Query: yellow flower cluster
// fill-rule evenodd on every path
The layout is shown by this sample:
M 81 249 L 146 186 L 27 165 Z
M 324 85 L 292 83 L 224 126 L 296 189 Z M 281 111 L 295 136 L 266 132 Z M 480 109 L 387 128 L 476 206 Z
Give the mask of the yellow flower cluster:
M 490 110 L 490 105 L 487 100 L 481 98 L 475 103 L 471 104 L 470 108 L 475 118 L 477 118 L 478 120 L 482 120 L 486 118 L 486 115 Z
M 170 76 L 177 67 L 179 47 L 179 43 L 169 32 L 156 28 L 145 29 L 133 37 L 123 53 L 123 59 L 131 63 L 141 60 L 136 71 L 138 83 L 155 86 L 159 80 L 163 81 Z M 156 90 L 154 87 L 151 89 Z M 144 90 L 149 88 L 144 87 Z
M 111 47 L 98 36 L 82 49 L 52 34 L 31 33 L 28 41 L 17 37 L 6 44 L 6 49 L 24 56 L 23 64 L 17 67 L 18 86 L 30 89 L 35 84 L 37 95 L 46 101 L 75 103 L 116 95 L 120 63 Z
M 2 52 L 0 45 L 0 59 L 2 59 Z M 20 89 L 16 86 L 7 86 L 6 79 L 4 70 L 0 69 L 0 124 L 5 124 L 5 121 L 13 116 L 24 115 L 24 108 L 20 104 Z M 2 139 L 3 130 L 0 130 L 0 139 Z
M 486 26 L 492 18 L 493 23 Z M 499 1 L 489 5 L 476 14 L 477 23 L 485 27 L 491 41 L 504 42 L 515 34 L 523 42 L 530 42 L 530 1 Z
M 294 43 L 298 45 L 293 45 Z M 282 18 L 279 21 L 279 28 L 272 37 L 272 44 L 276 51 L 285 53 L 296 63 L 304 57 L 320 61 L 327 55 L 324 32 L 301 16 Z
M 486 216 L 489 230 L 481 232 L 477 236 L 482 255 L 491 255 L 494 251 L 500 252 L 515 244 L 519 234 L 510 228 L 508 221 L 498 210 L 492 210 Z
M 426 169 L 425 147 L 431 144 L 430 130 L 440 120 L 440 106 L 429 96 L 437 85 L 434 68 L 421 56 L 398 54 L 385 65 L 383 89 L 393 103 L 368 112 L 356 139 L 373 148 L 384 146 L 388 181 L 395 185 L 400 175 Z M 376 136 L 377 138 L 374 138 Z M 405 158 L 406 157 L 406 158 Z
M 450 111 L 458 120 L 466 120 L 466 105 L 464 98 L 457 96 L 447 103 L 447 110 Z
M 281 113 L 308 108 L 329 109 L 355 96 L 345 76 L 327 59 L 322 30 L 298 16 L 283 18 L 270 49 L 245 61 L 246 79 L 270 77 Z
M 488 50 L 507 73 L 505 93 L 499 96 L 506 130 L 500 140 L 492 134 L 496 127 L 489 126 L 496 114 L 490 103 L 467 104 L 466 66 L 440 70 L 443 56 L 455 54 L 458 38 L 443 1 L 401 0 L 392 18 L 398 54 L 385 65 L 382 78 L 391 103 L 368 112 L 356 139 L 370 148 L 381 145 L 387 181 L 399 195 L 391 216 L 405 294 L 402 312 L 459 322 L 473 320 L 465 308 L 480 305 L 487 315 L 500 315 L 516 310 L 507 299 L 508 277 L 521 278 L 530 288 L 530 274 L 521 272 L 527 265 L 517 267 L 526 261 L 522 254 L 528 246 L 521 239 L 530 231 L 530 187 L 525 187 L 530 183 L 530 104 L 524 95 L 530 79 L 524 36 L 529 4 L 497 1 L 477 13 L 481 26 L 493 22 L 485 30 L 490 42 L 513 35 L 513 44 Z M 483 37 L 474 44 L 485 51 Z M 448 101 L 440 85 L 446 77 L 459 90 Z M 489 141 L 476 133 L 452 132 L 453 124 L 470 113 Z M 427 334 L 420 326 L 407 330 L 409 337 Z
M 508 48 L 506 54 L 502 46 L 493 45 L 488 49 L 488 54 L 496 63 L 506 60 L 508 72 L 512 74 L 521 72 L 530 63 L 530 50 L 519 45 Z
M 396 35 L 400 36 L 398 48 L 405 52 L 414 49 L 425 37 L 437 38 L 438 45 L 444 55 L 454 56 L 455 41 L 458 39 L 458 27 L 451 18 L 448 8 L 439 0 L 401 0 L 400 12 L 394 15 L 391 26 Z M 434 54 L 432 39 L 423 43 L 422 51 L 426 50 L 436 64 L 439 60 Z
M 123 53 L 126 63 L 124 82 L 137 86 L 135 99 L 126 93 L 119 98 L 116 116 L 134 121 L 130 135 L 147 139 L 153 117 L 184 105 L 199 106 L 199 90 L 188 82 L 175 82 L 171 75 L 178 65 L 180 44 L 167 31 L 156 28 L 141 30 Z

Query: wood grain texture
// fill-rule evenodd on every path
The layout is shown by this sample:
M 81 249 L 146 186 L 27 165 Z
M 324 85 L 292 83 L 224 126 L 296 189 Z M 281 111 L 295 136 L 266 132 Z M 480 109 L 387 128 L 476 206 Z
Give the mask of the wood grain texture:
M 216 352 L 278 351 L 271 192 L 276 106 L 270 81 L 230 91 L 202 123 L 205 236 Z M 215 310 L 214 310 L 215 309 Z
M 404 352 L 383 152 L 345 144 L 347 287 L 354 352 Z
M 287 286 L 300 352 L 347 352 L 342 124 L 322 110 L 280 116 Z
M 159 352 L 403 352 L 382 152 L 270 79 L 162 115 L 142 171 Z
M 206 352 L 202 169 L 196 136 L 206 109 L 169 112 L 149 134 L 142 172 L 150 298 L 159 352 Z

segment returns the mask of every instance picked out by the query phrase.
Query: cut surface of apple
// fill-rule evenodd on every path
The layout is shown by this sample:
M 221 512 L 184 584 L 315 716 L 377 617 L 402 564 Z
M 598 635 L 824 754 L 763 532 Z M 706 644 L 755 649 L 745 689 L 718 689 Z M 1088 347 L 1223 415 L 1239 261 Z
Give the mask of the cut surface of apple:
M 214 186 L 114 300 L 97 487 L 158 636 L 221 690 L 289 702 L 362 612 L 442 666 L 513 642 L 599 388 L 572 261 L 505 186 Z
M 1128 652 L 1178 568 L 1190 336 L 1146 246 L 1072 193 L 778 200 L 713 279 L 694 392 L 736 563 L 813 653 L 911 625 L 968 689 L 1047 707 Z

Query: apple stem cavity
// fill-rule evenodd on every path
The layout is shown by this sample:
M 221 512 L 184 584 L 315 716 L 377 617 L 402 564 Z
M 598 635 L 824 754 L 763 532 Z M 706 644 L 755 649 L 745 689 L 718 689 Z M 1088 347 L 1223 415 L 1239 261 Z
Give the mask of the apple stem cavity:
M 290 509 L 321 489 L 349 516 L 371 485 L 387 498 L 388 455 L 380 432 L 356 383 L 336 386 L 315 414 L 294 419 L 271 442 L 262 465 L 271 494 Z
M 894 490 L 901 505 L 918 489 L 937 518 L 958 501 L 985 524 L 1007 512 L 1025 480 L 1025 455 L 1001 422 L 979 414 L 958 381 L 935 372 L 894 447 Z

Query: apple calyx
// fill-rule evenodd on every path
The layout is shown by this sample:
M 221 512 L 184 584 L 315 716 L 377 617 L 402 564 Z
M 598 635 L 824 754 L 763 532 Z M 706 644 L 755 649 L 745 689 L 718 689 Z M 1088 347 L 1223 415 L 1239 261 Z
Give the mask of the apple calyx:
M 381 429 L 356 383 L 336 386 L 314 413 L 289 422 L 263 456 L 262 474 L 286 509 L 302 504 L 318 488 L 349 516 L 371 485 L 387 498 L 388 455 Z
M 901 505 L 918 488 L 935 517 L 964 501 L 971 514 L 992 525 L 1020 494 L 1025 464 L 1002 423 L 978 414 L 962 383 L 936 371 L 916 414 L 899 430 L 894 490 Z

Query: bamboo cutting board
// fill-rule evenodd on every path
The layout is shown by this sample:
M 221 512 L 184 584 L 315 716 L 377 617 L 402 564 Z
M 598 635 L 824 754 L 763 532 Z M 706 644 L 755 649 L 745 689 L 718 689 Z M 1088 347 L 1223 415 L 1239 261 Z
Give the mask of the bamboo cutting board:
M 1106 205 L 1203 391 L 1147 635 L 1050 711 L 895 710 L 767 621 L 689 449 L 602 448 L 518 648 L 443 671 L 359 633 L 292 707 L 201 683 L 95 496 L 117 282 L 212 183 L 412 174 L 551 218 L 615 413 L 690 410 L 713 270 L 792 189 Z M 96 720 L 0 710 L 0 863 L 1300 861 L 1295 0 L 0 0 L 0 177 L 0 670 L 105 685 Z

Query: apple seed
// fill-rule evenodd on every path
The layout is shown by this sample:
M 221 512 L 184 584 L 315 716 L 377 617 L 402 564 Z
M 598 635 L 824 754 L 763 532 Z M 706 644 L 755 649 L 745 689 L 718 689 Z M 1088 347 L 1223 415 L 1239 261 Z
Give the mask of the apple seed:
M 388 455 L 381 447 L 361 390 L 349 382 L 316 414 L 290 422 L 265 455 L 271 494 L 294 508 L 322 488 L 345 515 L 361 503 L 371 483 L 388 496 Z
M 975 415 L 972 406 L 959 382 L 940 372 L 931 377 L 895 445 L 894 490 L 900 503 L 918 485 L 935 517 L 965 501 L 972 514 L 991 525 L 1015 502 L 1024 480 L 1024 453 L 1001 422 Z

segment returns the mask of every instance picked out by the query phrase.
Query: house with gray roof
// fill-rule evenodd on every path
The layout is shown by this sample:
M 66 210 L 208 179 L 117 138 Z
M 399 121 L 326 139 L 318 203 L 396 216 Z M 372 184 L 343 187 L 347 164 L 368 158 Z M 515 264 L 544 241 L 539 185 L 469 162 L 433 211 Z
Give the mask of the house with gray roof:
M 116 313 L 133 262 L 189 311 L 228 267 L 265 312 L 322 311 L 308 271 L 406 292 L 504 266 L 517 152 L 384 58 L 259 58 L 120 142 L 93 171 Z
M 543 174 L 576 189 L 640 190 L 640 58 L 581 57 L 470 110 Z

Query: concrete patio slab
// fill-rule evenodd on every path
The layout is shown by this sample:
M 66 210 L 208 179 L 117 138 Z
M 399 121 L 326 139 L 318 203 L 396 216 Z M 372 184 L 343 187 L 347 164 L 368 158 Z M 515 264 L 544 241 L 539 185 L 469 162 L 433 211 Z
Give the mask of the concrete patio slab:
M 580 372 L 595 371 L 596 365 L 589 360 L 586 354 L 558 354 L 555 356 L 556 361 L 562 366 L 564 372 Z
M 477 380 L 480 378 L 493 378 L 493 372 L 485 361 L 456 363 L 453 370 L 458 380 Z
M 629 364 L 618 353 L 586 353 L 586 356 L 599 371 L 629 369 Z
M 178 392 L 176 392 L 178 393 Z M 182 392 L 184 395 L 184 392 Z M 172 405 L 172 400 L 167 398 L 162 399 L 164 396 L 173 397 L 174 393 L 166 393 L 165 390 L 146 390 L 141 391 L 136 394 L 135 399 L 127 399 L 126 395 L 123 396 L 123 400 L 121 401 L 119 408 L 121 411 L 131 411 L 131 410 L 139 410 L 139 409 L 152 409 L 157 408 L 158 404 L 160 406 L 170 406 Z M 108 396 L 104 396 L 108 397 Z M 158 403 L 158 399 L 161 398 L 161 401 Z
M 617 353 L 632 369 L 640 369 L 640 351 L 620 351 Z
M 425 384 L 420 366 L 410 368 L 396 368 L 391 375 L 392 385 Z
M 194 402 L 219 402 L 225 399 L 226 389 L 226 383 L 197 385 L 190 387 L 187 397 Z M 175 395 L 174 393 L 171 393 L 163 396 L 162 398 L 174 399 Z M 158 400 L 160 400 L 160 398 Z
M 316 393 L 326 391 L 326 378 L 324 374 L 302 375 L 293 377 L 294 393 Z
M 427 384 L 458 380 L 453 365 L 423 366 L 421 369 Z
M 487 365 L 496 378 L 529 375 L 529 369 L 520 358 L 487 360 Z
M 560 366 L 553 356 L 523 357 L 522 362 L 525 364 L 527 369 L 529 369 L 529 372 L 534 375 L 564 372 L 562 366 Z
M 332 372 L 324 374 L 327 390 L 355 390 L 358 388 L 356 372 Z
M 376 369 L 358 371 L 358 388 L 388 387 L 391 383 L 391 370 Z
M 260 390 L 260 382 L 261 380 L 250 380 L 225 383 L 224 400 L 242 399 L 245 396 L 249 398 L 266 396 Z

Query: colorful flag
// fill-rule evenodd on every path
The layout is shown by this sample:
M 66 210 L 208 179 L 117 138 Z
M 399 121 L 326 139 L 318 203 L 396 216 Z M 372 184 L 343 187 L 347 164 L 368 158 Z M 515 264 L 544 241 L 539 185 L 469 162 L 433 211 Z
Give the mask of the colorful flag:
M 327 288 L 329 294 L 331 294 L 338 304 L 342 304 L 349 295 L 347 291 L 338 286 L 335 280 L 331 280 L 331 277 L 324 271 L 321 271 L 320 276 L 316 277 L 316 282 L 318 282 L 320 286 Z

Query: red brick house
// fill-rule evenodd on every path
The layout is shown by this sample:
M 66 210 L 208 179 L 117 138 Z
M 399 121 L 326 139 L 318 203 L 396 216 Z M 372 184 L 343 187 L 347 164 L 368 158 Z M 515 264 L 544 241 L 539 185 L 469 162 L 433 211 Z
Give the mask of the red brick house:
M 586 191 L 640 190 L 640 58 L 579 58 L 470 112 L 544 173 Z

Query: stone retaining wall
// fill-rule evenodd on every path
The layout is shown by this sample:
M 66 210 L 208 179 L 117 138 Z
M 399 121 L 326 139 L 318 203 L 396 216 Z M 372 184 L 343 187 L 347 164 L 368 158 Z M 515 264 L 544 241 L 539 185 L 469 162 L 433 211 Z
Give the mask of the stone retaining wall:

####

Exercise aim → Find the word "wall" in the entries. Copy each line that holds it.

Solution for this task →
Query: stone retaining wall
Give the mask of the stone retaining wall:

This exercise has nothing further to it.